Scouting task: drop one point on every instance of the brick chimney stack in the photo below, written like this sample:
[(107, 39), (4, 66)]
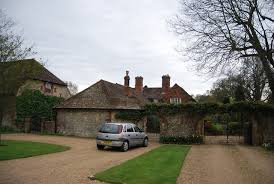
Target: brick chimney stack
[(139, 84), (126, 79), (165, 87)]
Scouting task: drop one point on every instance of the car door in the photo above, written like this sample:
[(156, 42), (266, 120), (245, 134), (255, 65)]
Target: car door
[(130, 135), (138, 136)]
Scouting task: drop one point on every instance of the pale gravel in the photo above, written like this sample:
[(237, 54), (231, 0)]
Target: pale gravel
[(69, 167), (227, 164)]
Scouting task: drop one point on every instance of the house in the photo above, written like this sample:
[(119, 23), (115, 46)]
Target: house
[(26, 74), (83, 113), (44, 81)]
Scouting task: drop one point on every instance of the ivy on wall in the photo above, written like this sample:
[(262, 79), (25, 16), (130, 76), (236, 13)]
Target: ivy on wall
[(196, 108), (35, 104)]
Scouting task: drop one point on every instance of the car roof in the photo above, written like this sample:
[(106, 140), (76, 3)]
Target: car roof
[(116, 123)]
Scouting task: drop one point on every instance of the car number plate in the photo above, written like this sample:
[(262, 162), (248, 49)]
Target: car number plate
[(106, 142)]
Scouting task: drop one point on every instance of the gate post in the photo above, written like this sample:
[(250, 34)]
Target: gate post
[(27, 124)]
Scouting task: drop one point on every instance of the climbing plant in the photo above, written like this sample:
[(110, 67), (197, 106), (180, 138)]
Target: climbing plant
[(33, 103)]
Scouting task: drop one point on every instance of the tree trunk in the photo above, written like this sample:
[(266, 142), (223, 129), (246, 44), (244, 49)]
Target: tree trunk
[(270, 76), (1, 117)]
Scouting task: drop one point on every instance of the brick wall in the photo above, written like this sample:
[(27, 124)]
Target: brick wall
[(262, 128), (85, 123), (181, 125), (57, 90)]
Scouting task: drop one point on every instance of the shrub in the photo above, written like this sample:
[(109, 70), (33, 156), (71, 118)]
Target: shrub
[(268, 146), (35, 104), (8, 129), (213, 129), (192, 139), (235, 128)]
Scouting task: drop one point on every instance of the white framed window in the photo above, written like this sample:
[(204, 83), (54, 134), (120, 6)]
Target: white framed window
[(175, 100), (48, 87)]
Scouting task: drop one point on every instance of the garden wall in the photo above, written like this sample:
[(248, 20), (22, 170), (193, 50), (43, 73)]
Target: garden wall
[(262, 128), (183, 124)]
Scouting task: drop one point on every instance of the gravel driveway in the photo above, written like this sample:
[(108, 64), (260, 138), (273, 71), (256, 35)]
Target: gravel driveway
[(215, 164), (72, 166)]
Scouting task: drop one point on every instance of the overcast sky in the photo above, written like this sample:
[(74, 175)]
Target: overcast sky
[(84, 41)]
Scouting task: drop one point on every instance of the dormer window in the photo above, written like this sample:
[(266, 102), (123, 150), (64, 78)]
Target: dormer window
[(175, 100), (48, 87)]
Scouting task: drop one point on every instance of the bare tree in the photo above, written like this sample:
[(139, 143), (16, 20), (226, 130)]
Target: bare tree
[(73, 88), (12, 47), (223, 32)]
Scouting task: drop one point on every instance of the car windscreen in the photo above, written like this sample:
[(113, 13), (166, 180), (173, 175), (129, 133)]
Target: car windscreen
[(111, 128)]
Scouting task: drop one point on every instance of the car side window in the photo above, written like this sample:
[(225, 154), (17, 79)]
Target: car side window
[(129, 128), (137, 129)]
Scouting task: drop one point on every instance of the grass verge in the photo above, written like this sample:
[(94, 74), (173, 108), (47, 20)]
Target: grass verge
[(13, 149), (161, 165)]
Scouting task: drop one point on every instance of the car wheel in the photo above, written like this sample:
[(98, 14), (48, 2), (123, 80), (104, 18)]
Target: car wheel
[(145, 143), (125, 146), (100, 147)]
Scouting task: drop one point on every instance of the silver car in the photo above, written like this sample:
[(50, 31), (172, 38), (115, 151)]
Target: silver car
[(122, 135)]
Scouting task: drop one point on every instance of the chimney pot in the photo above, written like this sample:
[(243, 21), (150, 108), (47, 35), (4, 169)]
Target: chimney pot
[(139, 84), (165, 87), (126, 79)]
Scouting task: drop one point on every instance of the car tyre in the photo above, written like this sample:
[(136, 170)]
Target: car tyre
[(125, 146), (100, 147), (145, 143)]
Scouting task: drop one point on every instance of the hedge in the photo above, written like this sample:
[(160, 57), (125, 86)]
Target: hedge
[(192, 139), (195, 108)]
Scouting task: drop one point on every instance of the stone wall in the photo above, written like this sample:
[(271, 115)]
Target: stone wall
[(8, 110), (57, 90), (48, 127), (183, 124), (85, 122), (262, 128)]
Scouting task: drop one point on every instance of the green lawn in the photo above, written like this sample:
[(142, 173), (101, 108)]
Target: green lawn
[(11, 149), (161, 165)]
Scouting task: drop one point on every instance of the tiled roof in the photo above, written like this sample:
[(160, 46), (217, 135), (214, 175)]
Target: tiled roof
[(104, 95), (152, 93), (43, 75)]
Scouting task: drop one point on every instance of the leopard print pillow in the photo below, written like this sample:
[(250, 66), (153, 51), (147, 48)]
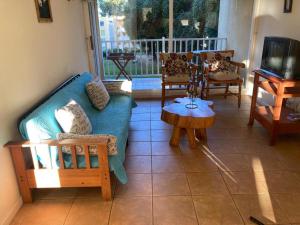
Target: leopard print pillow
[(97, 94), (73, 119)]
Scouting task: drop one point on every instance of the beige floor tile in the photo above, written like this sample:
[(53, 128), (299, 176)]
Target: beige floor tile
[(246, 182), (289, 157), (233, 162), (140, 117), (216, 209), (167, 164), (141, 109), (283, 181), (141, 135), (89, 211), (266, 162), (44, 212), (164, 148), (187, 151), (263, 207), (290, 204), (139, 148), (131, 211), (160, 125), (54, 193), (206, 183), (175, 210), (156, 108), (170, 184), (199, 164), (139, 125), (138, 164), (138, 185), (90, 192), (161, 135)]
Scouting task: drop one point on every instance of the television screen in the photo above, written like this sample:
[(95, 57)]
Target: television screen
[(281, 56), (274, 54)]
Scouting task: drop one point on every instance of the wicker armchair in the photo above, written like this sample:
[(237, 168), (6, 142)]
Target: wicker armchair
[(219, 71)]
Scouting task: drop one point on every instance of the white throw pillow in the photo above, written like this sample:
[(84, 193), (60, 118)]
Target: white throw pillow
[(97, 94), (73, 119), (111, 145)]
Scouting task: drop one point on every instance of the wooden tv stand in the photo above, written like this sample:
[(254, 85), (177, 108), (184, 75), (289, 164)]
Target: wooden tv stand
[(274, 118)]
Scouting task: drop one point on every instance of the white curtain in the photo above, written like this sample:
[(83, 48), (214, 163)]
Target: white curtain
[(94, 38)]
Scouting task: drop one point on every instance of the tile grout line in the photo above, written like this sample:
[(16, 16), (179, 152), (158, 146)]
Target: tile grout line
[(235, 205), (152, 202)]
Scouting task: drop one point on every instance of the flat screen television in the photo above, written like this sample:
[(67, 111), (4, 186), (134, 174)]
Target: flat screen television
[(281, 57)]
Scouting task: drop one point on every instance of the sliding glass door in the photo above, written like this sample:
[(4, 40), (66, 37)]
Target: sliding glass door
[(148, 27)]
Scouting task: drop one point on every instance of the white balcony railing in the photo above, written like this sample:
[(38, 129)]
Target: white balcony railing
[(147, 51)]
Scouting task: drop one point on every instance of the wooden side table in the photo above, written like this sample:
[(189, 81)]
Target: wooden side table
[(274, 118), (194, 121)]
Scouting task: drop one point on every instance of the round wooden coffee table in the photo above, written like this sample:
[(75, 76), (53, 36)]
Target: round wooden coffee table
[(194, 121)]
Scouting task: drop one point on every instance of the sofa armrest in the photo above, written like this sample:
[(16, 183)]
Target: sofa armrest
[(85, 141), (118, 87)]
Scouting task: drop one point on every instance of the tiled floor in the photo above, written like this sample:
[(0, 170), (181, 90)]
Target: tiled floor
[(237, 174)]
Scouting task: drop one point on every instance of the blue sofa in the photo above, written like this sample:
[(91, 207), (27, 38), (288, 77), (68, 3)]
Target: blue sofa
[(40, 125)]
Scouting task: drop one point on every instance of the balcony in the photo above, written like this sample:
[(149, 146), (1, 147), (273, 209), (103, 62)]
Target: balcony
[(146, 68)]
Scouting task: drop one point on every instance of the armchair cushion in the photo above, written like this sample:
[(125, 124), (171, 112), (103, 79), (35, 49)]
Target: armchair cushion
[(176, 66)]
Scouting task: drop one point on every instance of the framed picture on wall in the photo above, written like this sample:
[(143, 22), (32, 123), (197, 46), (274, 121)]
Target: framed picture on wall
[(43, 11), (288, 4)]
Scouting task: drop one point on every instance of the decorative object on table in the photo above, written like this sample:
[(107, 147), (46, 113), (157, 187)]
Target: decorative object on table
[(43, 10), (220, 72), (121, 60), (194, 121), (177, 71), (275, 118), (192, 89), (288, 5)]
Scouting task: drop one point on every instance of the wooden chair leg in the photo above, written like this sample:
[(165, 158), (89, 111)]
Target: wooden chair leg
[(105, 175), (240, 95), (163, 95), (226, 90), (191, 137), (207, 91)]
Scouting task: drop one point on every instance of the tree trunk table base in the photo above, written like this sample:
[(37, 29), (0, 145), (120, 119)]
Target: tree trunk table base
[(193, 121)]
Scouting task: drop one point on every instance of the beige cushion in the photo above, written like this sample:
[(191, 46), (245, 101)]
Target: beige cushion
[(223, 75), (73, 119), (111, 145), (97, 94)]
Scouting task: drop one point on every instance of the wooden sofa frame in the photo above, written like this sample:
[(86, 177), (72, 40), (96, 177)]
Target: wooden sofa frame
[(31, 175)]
========================================
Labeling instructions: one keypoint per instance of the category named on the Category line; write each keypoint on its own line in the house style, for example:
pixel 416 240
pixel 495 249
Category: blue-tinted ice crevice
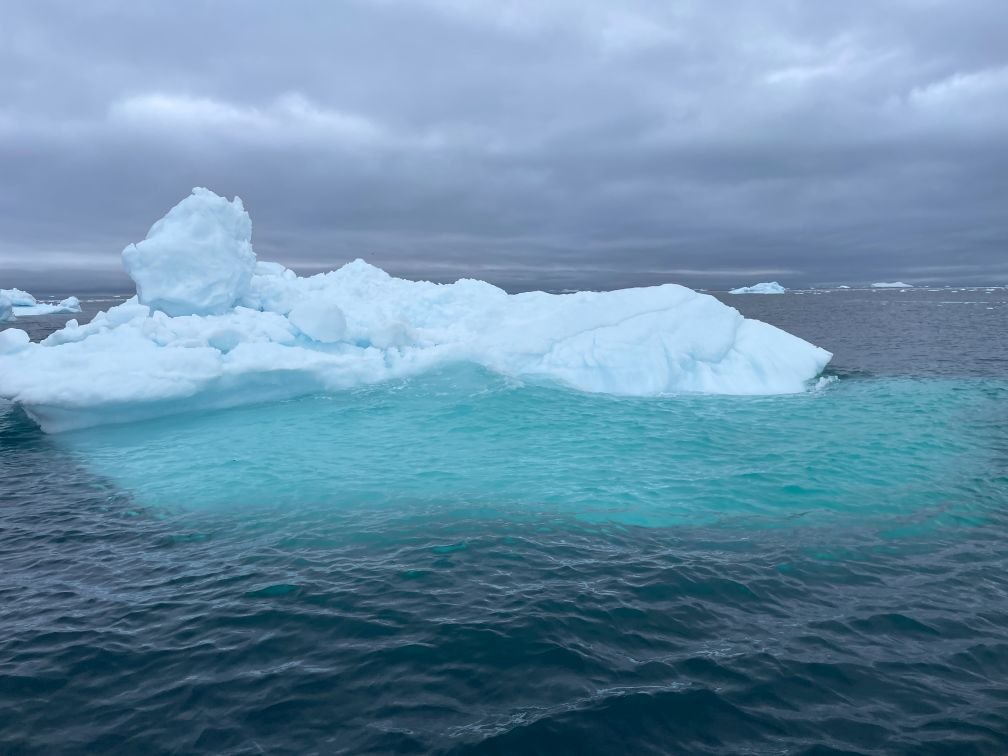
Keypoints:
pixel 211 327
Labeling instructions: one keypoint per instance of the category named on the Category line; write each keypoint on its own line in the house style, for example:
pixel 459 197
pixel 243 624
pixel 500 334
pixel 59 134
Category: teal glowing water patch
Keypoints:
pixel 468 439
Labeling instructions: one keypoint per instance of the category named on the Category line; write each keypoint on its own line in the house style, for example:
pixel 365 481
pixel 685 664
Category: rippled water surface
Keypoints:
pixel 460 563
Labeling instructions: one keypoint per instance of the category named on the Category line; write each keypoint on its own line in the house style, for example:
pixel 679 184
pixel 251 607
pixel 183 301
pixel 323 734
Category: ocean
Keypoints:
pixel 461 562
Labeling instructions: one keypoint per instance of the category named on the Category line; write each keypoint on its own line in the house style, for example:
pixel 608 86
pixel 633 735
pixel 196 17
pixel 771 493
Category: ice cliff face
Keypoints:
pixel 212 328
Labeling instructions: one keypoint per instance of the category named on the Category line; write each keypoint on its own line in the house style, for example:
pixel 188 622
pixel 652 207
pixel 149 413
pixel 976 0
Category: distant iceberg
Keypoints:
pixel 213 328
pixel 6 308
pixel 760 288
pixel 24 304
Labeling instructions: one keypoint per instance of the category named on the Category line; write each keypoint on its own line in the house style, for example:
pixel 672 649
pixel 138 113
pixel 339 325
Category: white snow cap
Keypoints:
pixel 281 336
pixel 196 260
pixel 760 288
========================================
* **PROBLEM DESCRIPTION**: Duplicate the records verbatim from the line containing "Scouting task: drop one point on every instance of the overcast" through the line containing "[(125, 146), (100, 147), (145, 143)]", including both of those lines.

* **FULL RESPONSE**:
Scouting task: drop one point on every instance of the overcast sky in the photo above, written like this sample:
[(74, 175)]
Target: overcast sky
[(84, 41)]
Scouting task: drop one point on every instance of the dormer window in the photo above, written like this sample:
[(266, 102), (123, 150), (64, 78)]
Target: dormer window
[(175, 100), (48, 87)]
Scouting task: drop one point on every instance of the bare tree in the photo above, written like this sample:
[(139, 143), (16, 20), (226, 130)]
Target: bare tree
[(73, 88), (12, 47), (223, 32)]
Scouting task: drop one point on every instance of the car windscreen in the photo above, written like this sample:
[(113, 13), (166, 180), (173, 175), (129, 133)]
Target: car windscreen
[(111, 128)]
Scouting task: drop one point on every instance of the car side window in the photo above, written like this sample:
[(225, 154), (17, 79)]
Target: car side window
[(129, 128), (137, 129)]
Scouting task: drop one point on every instance of the grass verge in the photo above, written like this sample:
[(94, 74), (173, 108), (47, 20)]
Target: grass verge
[(13, 149), (161, 165)]
Scouting task: drop one point on every instance of the car wheel in the photo above, written like this sample:
[(98, 14), (48, 2), (123, 80), (104, 18)]
Target: car wheel
[(145, 143), (125, 146), (100, 147)]
Scouting task: drop one point on every instance of the silver car in the photo above, written like this sample:
[(50, 31), (172, 38), (115, 151)]
Target: silver car
[(122, 135)]
Scouting task: drop one point on every instance of the chimney pot in the photo above, written like this sample:
[(243, 21), (150, 108), (47, 35), (4, 169)]
Target: chimney pot
[(139, 84), (165, 87), (126, 79)]
Scouting task: drop one point on every instance of the car tyre in the photo above, written like this sample:
[(136, 170)]
Target: car tyre
[(125, 146), (100, 147), (145, 143)]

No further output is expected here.